• **Exercise brief**
Output the entries word for word, starting at the line that contains "else: point(25, 114)." and ending at the line that contains "point(38, 34)", with both of those lines included.

(Dataset excerpts on object pointing)
● ● ● ● ● ● ●

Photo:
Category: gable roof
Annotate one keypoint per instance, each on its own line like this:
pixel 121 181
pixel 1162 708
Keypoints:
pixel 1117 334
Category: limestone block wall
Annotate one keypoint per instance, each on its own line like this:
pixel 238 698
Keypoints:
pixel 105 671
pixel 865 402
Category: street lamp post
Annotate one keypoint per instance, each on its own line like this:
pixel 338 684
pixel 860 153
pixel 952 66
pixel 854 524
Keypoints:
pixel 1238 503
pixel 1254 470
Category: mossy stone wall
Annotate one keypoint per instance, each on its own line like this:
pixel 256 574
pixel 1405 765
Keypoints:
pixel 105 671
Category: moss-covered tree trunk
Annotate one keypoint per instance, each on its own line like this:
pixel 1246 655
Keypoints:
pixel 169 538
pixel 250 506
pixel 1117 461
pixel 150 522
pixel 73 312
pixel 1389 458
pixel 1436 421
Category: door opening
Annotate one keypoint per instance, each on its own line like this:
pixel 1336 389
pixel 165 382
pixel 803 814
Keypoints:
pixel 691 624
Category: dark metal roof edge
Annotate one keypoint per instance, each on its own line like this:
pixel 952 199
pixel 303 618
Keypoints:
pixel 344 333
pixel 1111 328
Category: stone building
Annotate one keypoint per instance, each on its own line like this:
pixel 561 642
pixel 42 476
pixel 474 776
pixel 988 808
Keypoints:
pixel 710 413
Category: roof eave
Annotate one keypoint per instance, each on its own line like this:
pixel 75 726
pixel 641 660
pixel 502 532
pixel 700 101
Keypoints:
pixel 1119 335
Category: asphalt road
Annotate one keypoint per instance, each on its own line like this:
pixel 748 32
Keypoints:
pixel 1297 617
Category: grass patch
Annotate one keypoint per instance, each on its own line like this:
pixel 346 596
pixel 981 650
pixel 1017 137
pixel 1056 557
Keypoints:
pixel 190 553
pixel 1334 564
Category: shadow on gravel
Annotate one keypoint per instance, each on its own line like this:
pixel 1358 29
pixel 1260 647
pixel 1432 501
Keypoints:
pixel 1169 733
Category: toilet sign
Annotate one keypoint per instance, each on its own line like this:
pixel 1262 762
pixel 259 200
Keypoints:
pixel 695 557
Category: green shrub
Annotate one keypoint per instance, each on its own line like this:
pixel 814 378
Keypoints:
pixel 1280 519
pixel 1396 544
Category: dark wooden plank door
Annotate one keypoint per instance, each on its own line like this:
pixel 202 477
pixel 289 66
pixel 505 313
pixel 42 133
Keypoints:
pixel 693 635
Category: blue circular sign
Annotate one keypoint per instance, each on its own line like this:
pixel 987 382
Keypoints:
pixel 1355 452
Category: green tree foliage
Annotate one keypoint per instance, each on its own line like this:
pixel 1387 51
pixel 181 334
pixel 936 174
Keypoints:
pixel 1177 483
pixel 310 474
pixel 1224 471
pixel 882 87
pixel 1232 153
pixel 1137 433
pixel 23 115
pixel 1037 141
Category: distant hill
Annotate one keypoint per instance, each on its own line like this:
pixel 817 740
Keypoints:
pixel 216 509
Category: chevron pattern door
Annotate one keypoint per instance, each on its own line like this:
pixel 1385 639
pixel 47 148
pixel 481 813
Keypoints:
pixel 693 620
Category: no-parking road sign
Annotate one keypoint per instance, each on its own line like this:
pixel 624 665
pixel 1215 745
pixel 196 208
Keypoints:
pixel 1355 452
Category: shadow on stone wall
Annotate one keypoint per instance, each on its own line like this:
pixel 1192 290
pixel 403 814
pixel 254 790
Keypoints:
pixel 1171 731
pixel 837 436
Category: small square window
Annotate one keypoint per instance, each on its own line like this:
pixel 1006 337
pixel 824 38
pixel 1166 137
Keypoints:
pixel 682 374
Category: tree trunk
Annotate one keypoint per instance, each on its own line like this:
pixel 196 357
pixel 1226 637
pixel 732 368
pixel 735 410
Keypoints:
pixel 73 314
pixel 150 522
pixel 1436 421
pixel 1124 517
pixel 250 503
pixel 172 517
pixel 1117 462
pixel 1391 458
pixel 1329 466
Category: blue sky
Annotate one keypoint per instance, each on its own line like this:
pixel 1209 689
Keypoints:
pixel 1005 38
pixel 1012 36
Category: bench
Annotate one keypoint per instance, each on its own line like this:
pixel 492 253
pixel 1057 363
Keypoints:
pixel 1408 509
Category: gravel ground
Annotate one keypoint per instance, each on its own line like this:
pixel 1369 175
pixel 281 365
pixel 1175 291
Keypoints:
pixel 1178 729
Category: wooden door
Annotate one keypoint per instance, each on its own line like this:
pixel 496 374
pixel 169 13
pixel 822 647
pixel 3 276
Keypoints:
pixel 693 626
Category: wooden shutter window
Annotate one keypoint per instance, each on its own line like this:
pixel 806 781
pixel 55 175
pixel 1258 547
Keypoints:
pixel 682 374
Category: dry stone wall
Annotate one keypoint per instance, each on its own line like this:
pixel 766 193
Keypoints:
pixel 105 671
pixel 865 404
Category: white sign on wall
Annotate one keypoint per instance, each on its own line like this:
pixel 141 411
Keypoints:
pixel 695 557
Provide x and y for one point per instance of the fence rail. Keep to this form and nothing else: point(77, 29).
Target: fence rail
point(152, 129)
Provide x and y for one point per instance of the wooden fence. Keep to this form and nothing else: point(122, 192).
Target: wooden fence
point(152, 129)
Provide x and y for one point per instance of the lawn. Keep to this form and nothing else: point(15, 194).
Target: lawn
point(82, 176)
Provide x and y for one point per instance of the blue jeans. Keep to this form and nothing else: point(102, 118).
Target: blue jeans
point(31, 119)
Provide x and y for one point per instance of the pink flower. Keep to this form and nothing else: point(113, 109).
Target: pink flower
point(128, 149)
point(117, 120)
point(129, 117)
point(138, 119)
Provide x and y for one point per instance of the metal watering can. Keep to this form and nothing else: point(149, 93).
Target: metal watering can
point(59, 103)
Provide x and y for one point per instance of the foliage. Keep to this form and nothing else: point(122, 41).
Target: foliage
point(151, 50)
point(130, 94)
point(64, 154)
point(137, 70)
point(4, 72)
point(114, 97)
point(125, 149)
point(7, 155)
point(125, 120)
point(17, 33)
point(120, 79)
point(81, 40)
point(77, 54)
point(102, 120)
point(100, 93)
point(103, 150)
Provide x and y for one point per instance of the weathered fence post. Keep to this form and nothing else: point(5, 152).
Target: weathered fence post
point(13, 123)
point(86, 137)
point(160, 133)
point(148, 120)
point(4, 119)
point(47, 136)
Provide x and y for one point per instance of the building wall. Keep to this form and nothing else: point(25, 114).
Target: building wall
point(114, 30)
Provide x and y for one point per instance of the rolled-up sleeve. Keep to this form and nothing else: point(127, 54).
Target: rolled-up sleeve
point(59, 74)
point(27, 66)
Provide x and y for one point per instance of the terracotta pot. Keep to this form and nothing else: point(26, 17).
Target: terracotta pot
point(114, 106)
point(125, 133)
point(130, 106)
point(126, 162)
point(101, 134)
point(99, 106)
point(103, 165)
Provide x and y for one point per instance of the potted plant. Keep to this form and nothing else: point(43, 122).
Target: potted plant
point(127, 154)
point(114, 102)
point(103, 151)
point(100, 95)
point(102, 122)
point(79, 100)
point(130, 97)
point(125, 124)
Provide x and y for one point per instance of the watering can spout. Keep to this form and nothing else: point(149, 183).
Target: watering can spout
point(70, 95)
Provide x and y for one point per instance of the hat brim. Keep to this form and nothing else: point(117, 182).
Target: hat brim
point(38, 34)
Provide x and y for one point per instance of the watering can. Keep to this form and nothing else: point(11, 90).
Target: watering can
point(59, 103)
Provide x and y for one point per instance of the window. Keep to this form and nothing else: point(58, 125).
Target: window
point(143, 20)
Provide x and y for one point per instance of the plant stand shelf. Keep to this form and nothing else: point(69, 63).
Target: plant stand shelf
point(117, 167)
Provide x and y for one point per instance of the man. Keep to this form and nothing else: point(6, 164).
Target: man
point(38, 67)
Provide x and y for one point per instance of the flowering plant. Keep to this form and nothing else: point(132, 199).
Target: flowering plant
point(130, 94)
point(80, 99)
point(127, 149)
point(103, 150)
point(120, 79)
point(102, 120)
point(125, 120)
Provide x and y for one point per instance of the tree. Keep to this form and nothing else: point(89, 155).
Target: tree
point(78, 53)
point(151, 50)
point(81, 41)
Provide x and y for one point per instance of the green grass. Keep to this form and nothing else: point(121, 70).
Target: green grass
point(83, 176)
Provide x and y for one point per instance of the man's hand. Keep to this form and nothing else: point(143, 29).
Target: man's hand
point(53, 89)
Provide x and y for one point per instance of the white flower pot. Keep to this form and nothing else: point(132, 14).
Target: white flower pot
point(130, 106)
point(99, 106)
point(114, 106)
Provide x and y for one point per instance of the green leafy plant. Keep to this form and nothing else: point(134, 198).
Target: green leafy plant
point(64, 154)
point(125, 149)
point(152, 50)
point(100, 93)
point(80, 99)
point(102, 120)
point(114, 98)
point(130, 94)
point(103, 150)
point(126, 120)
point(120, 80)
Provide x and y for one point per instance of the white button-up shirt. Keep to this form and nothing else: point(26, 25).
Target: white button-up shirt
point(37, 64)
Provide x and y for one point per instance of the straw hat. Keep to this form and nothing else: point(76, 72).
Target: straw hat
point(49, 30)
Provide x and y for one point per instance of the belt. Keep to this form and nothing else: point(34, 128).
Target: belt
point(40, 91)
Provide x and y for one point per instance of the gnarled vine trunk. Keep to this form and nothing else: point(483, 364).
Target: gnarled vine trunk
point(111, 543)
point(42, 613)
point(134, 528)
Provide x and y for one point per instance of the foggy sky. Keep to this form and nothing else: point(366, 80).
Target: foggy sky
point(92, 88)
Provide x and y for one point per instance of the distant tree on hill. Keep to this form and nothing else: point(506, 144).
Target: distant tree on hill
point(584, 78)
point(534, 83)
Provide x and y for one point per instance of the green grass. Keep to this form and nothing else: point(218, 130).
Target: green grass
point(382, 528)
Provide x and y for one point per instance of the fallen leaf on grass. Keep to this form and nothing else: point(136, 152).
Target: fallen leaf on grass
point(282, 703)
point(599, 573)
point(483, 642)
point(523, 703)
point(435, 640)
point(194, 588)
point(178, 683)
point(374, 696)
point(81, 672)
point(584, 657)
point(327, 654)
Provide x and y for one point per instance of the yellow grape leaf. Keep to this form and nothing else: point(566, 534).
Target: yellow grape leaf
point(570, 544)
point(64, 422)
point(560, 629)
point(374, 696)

● ● ● ● ● ● ●

• **Full output**
Provide x and y for one point per instance of the building wall. Keep to this form and nothing else: point(25, 114).
Target: building wall
point(114, 30)
Provide x and y for one point per instance of the rolled-up sleeve. Keep to this form and nothing else: point(127, 54).
Target: rolled-up sleeve
point(59, 74)
point(27, 66)
Provide x and y for one point per instance of the terracotta pot. Keep to this form and nothing else: point(26, 17).
Target: terracotta pot
point(114, 106)
point(125, 133)
point(130, 106)
point(126, 162)
point(101, 134)
point(99, 106)
point(103, 165)
Provide x and y for one point per instance of the potted plant. Keep to this form and nothing else: point(43, 122).
Target: potted plant
point(127, 154)
point(114, 102)
point(103, 151)
point(100, 95)
point(102, 122)
point(79, 100)
point(130, 97)
point(125, 124)
Provide x and y for one point per instance of the watering can spout. Keep to this form and nothing else: point(149, 183).
Target: watering can spout
point(70, 95)
Provide x and y for one point per instance of the hat brim. Keep to this form and nothing else: point(117, 182).
Target: hat brim
point(38, 34)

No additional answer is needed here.